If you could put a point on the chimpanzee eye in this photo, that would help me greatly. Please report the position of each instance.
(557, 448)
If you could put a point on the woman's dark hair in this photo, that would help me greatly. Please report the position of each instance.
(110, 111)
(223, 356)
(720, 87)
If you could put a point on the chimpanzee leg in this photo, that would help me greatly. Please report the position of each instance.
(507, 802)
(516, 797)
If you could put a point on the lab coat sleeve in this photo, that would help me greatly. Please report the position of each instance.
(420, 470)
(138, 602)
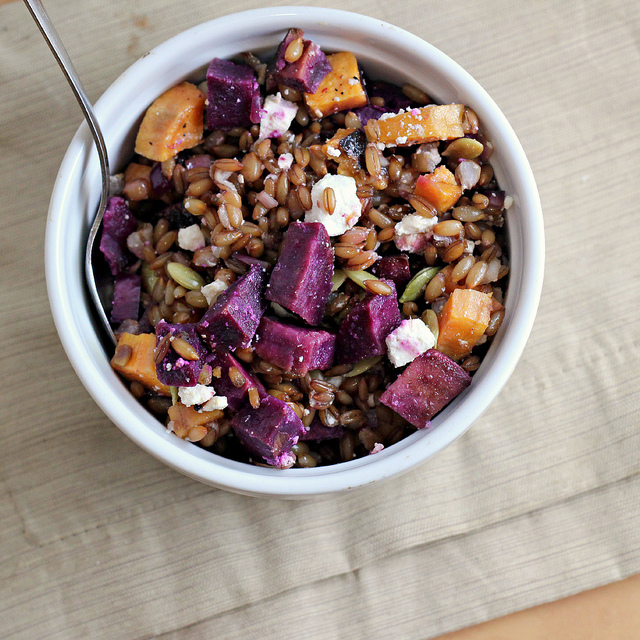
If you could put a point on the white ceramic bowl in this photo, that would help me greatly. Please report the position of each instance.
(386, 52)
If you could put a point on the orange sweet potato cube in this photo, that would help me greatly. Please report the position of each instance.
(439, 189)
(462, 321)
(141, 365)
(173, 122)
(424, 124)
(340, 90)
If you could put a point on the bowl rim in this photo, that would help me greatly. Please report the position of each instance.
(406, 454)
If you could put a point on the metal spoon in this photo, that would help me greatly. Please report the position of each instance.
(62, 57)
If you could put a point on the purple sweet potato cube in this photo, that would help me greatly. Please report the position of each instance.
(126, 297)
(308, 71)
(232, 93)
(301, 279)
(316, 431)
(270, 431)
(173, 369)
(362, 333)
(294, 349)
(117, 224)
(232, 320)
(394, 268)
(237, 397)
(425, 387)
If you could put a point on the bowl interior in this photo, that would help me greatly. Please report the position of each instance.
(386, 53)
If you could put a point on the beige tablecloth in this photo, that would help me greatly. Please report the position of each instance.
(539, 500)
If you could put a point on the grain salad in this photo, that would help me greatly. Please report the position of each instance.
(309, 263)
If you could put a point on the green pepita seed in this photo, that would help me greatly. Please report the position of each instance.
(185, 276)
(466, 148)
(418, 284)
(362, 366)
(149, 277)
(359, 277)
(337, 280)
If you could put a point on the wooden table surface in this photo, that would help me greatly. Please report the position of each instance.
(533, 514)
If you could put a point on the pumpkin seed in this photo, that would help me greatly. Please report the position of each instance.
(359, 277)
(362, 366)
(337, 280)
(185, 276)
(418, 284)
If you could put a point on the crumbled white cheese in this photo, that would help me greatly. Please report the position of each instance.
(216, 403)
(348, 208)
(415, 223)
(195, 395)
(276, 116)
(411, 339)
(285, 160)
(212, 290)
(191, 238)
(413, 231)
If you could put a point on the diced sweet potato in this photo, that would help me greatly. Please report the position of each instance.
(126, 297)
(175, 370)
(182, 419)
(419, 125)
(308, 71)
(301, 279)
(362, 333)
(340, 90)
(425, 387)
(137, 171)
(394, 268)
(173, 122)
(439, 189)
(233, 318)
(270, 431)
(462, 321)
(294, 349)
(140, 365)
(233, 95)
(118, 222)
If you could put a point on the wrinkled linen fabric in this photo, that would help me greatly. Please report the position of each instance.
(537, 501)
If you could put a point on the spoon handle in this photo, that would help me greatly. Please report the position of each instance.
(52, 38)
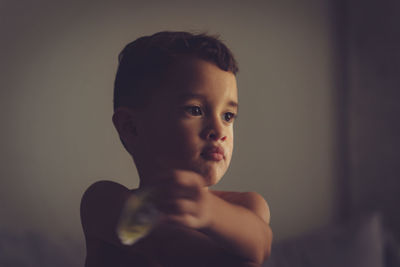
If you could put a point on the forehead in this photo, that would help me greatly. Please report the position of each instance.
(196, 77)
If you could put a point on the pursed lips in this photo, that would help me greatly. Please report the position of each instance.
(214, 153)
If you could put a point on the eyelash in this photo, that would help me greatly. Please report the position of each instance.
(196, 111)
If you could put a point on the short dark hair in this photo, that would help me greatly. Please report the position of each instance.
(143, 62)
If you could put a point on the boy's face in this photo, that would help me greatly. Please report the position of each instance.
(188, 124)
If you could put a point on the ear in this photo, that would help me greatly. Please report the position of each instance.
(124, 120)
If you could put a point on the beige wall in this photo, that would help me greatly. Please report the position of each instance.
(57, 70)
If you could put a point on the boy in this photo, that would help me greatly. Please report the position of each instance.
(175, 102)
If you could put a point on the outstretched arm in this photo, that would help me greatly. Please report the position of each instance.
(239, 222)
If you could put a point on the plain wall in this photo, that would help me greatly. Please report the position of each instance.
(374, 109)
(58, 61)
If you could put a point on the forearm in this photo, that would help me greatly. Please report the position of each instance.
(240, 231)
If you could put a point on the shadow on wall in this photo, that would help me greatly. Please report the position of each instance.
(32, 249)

####

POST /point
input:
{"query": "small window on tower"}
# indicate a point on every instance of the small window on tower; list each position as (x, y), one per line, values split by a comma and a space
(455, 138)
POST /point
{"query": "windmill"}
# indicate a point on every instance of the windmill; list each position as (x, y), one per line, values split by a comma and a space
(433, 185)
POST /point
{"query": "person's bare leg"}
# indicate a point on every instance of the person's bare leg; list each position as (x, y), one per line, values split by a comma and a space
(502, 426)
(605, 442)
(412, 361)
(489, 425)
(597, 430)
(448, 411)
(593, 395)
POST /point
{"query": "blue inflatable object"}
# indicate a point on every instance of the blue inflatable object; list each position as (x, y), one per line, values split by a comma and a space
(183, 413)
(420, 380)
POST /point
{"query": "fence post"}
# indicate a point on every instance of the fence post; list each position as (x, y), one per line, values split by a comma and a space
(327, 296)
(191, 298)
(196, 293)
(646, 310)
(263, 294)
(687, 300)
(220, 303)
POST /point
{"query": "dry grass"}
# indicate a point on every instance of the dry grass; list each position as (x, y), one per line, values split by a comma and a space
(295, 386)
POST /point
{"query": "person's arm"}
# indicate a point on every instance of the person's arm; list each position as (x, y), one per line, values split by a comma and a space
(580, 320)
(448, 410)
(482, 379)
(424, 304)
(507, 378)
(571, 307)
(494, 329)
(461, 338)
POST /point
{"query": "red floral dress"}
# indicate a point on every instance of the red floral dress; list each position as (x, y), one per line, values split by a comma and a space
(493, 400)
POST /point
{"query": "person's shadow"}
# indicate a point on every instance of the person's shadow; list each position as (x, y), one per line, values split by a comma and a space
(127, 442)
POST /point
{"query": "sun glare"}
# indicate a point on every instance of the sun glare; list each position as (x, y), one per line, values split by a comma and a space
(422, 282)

####

▸ **Work item**
For the string "query", work out how many lines of the entries contain it and reply with that number alone.

▸ **Exercise answer**
10